Given request 1
In the Doctor Who transcript excerpt, what does Speaker 3 say the episode compared to Groundhog Day is called?
Given request 2
Set down a word-for-word copy of the Doctor Who transcript excerpt. Begin at the words "0:39:32 - Speaker" and stop after "called heaven sent.".

Selected excerpt
■ ■ ■ ■ ■

And is it at this time we've also just so we're keeping our our timeline in in in step that some of the spin off series start being made, like torchwood and eventually, the Sarah Jane adventures?
0:39:32 - Speaker 3
That was way back when the continent was doing it yeah.
0:39:36 - Speaker 1
Yeah, so it's the 2000s. Okay, so just people know that we're aware of these other things going on and that Smith has quite another long, fairly long time as Dr who and he hands over to Peter Capaldi, and I remember that Peter Capaldi so that's again a bit like the shift are going old, again older. Peter Capaldi was also a huge Dr who fan, a real, and he's also an amazing actor and the element of the, the. The high listen days of the 2000s seem to be passing quite quickly and so his time at the doctor was shorter and probably a bit less successful in terms of audience numbers. But though he does get a very brilliant episode as well. Isn't he the one with the, the Groundhog Day one? Where do you know the name of that episode?
0:40:34 - Speaker 3
It's called heaven sent.
0:40:36 - Speaker 1
Heaven sent which I thought was I remember watching it. It's been him by himself as being stalked by that mysterious thing.
0:40:42 - Speaker 3
Yeah, it's a very unusual episode.

■ ■ ■ ■ ■

Record list
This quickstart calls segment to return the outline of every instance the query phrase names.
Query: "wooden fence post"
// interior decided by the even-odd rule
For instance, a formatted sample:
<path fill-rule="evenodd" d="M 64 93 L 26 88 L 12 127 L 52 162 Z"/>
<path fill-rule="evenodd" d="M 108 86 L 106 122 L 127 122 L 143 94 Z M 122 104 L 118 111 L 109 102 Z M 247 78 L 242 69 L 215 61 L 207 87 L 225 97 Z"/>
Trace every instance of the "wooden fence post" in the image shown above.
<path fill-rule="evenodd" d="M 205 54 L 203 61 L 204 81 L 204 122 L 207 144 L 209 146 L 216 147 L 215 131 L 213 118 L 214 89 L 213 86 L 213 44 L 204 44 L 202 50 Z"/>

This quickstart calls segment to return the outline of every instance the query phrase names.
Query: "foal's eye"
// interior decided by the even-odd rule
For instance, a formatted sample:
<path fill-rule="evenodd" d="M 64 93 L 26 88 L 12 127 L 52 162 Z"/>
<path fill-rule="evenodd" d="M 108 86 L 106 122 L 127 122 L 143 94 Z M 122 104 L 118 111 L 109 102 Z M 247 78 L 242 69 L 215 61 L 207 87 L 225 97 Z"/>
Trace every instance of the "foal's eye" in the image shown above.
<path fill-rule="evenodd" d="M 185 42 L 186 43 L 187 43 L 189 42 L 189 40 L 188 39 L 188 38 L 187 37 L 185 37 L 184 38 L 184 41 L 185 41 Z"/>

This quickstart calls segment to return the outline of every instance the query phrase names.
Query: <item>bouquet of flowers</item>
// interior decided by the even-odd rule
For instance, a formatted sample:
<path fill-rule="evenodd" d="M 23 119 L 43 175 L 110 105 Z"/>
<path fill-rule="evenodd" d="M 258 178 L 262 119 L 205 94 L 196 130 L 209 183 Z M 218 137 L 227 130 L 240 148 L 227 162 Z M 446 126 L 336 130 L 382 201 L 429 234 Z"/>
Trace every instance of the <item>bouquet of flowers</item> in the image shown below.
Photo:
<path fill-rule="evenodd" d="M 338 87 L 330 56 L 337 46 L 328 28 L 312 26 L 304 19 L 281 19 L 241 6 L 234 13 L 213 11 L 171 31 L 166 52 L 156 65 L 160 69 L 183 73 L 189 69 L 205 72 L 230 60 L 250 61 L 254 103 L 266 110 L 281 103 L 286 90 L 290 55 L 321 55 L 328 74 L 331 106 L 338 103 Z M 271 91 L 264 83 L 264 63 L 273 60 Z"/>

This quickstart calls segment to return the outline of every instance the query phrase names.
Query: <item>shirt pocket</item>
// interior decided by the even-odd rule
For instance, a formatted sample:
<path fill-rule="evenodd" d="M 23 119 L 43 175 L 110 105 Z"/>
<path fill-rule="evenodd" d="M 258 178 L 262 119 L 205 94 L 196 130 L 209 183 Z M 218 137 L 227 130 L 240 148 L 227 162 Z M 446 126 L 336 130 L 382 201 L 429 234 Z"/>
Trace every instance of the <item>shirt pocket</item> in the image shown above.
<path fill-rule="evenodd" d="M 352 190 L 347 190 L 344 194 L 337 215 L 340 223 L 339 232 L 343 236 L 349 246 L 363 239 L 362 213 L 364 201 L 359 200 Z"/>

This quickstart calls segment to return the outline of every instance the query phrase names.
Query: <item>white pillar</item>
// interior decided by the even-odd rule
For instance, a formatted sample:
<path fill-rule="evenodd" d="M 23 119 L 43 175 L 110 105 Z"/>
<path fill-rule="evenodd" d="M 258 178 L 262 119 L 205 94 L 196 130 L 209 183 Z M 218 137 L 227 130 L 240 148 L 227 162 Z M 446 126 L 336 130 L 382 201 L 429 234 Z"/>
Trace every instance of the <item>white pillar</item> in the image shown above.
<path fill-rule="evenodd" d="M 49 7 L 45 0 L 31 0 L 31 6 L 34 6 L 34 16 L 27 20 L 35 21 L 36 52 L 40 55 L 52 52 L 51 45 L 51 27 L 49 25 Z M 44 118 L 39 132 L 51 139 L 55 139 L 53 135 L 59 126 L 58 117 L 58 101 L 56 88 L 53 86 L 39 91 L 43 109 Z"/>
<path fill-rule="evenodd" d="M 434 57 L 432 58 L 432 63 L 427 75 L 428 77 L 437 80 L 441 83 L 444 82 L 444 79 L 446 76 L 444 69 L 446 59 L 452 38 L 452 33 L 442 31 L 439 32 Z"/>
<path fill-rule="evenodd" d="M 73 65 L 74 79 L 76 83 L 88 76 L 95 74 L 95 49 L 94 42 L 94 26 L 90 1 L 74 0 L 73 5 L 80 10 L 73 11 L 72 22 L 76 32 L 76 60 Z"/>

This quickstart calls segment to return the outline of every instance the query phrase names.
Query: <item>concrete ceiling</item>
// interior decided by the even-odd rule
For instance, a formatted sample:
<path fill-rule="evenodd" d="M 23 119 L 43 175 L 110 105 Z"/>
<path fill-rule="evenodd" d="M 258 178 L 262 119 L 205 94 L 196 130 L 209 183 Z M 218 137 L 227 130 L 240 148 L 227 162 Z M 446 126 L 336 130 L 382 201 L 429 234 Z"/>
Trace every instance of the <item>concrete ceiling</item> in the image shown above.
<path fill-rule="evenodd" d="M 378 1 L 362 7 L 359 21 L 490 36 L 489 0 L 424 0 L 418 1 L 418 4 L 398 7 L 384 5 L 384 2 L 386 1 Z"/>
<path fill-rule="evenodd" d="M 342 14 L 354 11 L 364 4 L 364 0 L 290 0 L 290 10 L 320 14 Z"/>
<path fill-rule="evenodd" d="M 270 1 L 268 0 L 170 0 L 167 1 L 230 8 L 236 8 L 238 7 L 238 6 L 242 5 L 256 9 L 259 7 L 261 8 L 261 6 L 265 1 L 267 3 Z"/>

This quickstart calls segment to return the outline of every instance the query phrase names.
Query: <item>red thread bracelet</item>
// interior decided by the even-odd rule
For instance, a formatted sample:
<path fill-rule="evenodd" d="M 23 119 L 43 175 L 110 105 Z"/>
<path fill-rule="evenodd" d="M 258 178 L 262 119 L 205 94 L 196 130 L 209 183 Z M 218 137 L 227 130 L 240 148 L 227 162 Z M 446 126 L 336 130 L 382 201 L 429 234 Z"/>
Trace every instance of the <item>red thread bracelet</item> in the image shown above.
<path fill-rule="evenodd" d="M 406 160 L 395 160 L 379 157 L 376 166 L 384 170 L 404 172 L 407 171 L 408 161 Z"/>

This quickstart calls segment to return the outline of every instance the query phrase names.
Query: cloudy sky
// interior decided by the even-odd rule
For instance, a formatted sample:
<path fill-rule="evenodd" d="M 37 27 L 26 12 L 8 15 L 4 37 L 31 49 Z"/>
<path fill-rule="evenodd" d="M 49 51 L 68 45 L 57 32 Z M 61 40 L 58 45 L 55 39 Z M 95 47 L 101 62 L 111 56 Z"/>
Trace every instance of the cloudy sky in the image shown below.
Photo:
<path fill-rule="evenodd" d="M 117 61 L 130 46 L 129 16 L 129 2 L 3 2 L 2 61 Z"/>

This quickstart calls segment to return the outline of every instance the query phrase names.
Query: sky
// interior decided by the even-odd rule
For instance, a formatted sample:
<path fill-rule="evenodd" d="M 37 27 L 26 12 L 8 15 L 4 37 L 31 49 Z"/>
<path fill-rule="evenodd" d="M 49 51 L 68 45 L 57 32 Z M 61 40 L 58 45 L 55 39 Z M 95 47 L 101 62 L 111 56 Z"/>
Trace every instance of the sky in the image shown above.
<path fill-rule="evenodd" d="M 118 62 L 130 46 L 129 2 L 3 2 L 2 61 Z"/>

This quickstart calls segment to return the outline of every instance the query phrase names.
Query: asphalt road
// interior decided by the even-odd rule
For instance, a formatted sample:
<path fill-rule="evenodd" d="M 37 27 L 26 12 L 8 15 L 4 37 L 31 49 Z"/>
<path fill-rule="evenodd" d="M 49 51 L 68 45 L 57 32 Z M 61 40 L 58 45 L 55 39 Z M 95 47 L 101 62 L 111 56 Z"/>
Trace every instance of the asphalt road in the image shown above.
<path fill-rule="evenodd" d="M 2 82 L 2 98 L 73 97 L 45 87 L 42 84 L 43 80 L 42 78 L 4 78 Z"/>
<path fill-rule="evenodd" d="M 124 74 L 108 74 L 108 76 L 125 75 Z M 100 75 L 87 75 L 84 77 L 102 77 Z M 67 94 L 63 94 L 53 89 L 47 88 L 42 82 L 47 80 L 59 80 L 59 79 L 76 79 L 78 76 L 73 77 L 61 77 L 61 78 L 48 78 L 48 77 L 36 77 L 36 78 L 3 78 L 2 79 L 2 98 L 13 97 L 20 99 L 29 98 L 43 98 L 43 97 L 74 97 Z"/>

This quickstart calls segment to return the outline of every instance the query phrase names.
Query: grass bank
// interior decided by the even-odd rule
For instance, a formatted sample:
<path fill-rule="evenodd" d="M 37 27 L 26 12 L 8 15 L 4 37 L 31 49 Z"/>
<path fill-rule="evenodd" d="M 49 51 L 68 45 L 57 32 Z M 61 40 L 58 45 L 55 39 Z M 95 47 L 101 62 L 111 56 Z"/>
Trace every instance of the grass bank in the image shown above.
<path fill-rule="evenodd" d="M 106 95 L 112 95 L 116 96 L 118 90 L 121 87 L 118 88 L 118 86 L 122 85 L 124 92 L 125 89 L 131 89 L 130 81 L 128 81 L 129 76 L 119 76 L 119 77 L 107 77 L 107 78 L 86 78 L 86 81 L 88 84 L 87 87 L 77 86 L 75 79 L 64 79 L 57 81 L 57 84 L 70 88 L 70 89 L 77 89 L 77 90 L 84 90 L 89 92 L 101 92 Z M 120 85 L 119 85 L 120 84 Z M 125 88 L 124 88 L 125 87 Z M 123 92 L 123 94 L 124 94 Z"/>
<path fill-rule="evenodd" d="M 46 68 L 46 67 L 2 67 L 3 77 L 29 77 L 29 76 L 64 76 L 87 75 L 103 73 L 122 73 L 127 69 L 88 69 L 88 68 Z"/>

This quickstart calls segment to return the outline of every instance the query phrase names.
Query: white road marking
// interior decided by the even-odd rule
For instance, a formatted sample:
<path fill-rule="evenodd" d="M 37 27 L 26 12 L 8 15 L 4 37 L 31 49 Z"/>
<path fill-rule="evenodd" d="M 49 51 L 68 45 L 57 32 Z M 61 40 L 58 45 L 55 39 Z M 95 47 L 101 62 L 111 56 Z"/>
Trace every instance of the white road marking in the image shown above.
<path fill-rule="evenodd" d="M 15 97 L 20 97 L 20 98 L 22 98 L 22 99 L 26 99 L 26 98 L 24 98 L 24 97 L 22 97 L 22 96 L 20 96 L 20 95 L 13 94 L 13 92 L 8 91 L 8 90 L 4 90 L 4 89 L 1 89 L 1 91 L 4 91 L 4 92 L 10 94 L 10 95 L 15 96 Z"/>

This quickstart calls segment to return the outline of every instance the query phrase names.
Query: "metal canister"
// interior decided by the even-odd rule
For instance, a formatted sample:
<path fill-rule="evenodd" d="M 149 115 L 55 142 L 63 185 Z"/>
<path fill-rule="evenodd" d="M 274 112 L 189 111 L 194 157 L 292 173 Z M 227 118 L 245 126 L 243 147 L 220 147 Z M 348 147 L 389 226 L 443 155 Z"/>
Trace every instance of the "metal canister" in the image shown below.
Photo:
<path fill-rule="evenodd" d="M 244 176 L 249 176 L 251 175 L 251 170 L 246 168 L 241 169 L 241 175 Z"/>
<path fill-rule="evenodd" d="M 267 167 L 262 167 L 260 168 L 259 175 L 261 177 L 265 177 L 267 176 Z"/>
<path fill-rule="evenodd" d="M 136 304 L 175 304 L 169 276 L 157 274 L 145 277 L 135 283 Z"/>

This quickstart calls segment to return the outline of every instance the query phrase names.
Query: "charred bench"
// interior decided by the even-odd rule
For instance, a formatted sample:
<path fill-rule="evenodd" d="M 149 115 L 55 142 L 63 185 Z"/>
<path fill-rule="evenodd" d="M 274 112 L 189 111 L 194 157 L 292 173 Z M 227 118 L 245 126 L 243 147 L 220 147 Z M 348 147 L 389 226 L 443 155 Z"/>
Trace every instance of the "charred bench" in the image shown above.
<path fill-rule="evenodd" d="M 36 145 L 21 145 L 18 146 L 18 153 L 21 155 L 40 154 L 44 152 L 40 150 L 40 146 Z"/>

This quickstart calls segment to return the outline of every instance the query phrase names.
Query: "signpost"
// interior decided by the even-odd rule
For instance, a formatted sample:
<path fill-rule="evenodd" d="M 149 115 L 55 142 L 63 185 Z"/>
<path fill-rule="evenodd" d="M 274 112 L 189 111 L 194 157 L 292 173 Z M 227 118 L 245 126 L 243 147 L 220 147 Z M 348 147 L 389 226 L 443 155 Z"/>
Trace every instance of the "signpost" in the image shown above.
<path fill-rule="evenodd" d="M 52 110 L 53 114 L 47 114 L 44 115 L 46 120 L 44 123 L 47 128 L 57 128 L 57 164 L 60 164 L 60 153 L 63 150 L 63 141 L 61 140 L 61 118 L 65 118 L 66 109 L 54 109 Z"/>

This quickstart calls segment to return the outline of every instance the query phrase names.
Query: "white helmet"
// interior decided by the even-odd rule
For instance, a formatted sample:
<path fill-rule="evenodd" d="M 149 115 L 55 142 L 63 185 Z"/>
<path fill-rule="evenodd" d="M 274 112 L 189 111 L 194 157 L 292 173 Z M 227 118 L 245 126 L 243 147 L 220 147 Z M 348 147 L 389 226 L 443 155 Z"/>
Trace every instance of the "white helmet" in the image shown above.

■ ■ ■ ■ ■

Correct output 1
Heaven sent.

Correct output 2
0:39:32 - Speaker 3
That was way back when the continent was doing it yeah.
0:39:36 - Speaker 1
Yeah, so it's the 2000s. Okay, so just people know that we're aware of these other things going on and that Smith has quite another long, fairly long time as Dr who and he hands over to Peter Capaldi, and I remember that Peter Capaldi so that's again a bit like the shift are going old, again older. Peter Capaldi was also a huge Dr who fan, a real, and he's also an amazing actor and the element of the, the. The high listen days of the 2000s seem to be passing quite quickly and so his time at the doctor was shorter and probably a bit less successful in terms of audience numbers. But though he does get a very brilliant episode as well. Isn't he the one with the, the Groundhog Day one? Where do you know the name of that episode?
0:40:34 - Speaker 3
It's called heaven sent.